Starting at the line that contains "the red zinnia", quote each line exactly through the last line of the entries, both included.

[begin Provided material]

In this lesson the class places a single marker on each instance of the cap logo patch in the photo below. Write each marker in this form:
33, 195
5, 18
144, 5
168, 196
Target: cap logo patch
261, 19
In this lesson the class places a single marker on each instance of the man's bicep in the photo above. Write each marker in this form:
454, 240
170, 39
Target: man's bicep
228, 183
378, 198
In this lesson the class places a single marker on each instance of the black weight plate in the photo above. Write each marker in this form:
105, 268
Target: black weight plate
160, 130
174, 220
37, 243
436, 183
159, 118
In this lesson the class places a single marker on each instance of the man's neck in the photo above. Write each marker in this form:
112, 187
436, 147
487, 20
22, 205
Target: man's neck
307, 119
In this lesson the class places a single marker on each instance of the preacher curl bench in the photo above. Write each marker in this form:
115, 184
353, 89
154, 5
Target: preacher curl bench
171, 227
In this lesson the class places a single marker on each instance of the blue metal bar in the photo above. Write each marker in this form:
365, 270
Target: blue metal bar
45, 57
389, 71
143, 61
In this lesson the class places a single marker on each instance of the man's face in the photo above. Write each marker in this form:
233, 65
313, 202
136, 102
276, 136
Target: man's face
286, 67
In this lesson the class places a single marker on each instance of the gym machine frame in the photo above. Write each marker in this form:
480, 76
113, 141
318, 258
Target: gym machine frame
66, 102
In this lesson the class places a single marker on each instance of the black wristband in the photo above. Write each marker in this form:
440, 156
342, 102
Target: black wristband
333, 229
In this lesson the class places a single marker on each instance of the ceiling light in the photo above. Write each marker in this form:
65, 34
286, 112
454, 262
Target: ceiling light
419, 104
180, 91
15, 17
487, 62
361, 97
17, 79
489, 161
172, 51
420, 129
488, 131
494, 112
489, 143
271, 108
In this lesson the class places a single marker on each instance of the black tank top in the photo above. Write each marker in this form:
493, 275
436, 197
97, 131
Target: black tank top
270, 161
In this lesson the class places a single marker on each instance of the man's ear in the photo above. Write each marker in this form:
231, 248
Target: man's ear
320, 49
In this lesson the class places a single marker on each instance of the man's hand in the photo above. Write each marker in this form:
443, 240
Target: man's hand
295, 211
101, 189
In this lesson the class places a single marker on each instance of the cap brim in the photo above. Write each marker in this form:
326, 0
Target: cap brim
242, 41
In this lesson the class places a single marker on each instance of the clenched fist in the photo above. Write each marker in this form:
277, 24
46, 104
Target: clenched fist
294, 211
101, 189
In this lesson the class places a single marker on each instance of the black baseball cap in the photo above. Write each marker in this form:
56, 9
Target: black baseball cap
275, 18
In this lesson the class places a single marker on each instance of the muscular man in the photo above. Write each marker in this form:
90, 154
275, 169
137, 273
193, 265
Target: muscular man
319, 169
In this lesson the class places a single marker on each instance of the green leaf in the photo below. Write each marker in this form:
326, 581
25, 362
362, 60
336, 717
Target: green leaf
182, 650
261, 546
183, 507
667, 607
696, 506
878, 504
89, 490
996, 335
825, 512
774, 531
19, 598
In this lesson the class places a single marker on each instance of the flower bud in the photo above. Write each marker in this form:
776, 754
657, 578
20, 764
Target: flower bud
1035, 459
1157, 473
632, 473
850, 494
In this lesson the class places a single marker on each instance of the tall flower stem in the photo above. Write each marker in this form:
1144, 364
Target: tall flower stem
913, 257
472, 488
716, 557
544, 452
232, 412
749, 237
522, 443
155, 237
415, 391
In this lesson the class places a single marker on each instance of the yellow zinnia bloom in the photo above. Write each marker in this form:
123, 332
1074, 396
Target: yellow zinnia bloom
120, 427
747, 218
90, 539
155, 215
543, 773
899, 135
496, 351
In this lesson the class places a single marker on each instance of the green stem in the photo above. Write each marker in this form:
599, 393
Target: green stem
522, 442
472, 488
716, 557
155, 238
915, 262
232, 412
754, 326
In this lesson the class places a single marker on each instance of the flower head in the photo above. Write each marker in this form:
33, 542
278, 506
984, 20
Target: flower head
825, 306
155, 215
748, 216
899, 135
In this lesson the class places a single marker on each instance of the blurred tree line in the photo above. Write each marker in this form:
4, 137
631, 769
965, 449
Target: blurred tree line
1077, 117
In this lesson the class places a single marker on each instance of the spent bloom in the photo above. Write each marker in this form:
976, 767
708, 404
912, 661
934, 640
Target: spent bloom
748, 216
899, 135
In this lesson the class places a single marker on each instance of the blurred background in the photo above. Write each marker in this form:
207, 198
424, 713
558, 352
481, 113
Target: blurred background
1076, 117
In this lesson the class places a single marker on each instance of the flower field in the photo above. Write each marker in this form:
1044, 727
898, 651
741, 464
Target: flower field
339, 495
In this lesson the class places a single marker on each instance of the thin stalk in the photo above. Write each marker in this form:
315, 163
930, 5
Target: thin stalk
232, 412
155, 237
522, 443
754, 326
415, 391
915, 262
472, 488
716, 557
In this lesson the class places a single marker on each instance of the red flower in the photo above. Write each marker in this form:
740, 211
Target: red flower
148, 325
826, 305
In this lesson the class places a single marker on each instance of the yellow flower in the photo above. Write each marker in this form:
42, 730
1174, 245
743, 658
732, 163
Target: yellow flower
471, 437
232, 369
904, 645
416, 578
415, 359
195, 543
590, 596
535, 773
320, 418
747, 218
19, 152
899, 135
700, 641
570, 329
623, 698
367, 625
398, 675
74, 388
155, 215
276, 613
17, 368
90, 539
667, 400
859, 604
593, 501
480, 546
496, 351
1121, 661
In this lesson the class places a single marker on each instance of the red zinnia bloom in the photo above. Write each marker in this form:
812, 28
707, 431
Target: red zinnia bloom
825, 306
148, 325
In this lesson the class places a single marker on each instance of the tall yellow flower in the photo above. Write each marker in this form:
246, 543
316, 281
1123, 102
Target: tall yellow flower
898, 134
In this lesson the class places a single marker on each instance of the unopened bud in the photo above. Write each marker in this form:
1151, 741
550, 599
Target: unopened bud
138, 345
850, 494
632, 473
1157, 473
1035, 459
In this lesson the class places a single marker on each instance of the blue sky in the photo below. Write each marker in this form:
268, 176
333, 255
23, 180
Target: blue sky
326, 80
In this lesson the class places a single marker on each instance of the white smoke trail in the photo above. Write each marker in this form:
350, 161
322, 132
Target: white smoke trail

[end Provided material]

→ **Written response**
In this lesson the class places a single marker on each instance of the red zinnia bloom in the photo above. Write each marker in this form:
812, 28
707, 431
Target: red zinnia bloom
825, 306
148, 325
In this lesson the class places a single marker on each instance of the tall yellow flower in the photo above. Write each marker in this form:
246, 543
316, 281
1123, 102
Target: tall yellow flower
898, 134
In this lesson the class places a single marker on each instance of the unopened bud in the photo above. Write each marker in this form:
1151, 741
550, 599
Target: unopened bud
138, 345
850, 494
632, 473
1157, 473
1035, 459
In this lesson the class places a single marker on each instance of the blue sky in the photo below. Write each marker in this form:
268, 176
333, 255
23, 180
Target: blue sky
326, 80
In this lesson the class places a single marker on each instance of the white smoke trail in the photo above. Write each marker in this form:
350, 161
322, 132
Target: white smoke trail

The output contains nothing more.